Though your house and poolside structure can differ in style, their scale, texture, and material should be compatible. Remember that your structure must conform to local building codes, and you must have a building permit.

Shade structures: Adding a shade structure such as a gazebo, patio roof, horizontal screen, or overhang makes for a more versatile pool environment. It can become a sheltered play area for children, a shady spot for relaxation and reading, and a place for eating and outdoor entertaining.

A gazebo, fine for entertaining, has storage and dressing rooms in the rear. A pool house can simply be a place to change in privacy and hang wet towels and bathing suits, or it can include a shower and lavatory. Some pool houses are a lot more elaborate, designed as warm weather retreats complete with sauna, living and sleeping areas, and storage space.

A simple approach is to incorporate a dressing area into your garage by erecting a few panels in a corner.

Some pool houses have room for a shower and bath, sauna, changing area, and small kitchen.


Your sauna can be a freestanding structure in a private, unused corner of your yard near the pool, or it can be incorporated into your pool house. You can purchase saunas in kits, either prefabricated or precut, or custom-made.

Storage structures: You'll need considerable storage space for the support system, vacuum, leaf skimmer, brushes, and chemicals. You'll probably also need space to store poolside furniture, game and fitness equipment, and other accessories during off seasons.

Sheltering pool support equipment in a well-ventilated, covered area prolongs its life. If the support equipment is installed near a fence, garage, house wall, or garden storage shed, only a simple windscreen or fence extension with a lean-to roof is required. Allow a clearance of 3 feet for air circulation and maintenance access. Check zoning requirements before building.

Long-handled cleaning equipment can be hung neatly on hooks in a wall or fence. Just be sure they don't block access to the pool support equipment. Keep pool chemicals locked in a cool, dry, dark place.

Protect pool or patio furniture, game equipment, and other pool accessories from the elements by storing them in the garage, in storage boxes that double as benches or in utility storage areas.

Getting the work done: Consult professionals during the design stage for they can offer sound advice and make sure your landscape design conforms to local building regulations. Then you can hire a contractor to do the actual work. They have the skill, and the equipment, especially for the electrical wiring, paving, or excavation.

(Source data)
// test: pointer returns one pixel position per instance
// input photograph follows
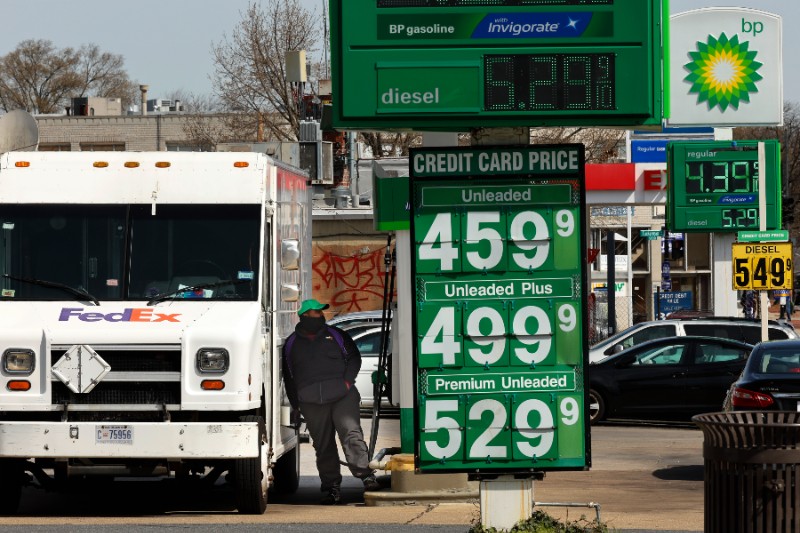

(Written exercise 1) From the poolside structures text, copy the passage starting at "Storage structures: You'll" and ending at "dry, dark place.".
(Written exercise 2)
Answer these questions using the poolside structures text:
(a) How much clearance should be left around pool support equipment for air circulation and maintenance access?
(b) Where should pool chemicals be kept?
(c) In what two forms can sauna kits be purchased?
(Written exercise 3) Continue the poolside structures text from its last sentence.

(Answer 1)
Storage structures: You'll need considerable storage space for the support system, vacuum, leaf skimmer, brushes, and chemicals. You'll probably also need space to store poolside furniture, game and fitness equipment, and other accessories during off seasons.

Sheltering pool support equipment in a well-ventilated, covered area prolongs its life. If the support equipment is installed near a fence, garage, house wall, or garden storage shed, only a simple windscreen or fence extension with a lean-to roof is required. Allow a clearance of 3 feet for air circulation and maintenance access. Check zoning requirements before building.

Long-handled cleaning equipment can be hung neatly on hooks in a wall or fence. Just be sure they don't block access to the pool support equipment. Keep pool chemicals locked in a cool, dry, dark place.

(Answer 2)
(a) 3 feet
(b) Locked in a cool, dry, dark place
(c) Prefabricated or precut

(Answer 3)
With a project as involved as developing or remodeling a pool landscape, you may find it best to rely completely on professionals architects, landscape architects, landscape designers, contractors, nurserymen, or gardeners.

Putting your ideas on paper: Whether you're retaining a professional to do designing the landscaping for you, you'll want to draw up some plans based on your own ideas first. If you've already made a plot plan to determine your pool location, you can use that for your landscape design. If not using a tracing paper laid over the plot plan to sketch the various approaches. Plan for what you'd most like to have, then add up the costs. Creating a strong design will help you distinguish between the more important and less important elements of your plan. Try to think in three dimensions to help you balance the design elements and visualize the results.

Planting Around the Pool or Spa

Plants around the pool or spa creates a beautiful, natural setting for your enjoyment. It also adds color, texture, shape, and interest to the landscape. Trees, dense hedges, or vines, when grown over a support, hide unwanted views, thereby providing privacy and security. Tough plant borders or barriers can prevent animals and people from walking across lawns or plant beds and discourage trespassing.

Plants insulate the area surrounding the pool or spa. Plants are even good cover-ups. Use them to soften severe architectural lines, hide construction flaws, camouflage pool equipment, and fill in odd angles or spaces on your lot. Plants must be suited to their climate zone.

Planting considerations: Choosing plant materials and the location of planting beds very carefully will produce the attractive landscape you want and ensure minimum maintenance. If you've ever had to pluck plant debris out of a pool, you'll understand the reluctance of many pool and spa owners to plant anything next to the water. But plants play a vital role in the environment.

Lawns, ground covers, and other plants can absorb quantities of water, to protect this area from becoming saturated and boggy, channel the water before it reaches the plant materials by using deck drains.

Selection of plants: Installing a pool produces high humidity in your yard, especially if it is heated. In making new selections, choose plants that will withstand this extra moisture.

If your pool or spa site is surrounded by eucalyptus trees, pines or other conifers, all of which shed year-round, you might go so far as to consider a screened enclosure for the entire pool, spa, and deck area. Otherwise you'll have to accept the debris problem. Sometimes those who want the benefits of trees plant deciduous varieties, preferring a big leaf drop once a year to the small but continuous dropping of many of the evergreens.

Keep any new tree plantings away from the pool or spa, if possible. Also, be sure you know how far their root systems are likely to spread, so you won't get roots in your water pipes.

Don't plant any fruit-bearing shrubs or trees near the deck. The dropping fruit becomes slippery and can stain the deck; it also acts as a magnet for bees, yellow jackets, and other insects that can spoil your enjoyment of the pool or spa.

Around the pool or spa, choose plants that drop a minimum of leaves, seeds, resin, and other debris; avoid any that attract birds or stinging insects. And if you're fond of shrubs with thorns or barbs, plant them well away from the area.

Some of the worst litter bugs are bamboo and pampas grass, though they look nice near the pool. If you want to use them, plant them on the side of the site away from the wind or where they're best sheltered from wind, to prevent litter from blowing into the water.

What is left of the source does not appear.